__Set problem__.
Copy out every item below, changing "poppy bud" to "poppy flower" wherever it appears and keeping everything else the same. Leave the pictures out of your answer.

(Records)

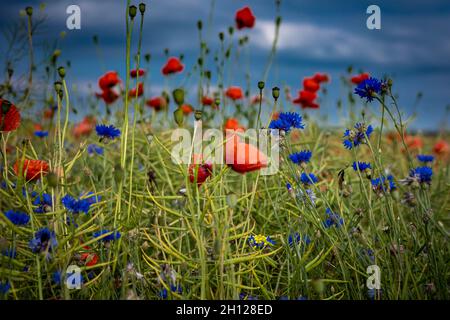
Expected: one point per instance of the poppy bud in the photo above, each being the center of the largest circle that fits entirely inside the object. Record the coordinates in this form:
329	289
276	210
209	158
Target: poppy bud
142	7
118	173
278	21
275	93
261	85
132	11
166	97
232	200
29	11
178	115
58	86
178	96
198	115
62	72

__The completed task__.
Expected: one point per instance of the poppy flower in the photo above, each being the center of the largest circle that fits entirely inside the object. Record the coordinates in this form:
329	289
276	210
209	158
Target: poppy flower
142	7
118	173
278	21
275	93
261	85
132	11
166	97
232	200
29	11
178	115
58	86
178	96
198	115
62	72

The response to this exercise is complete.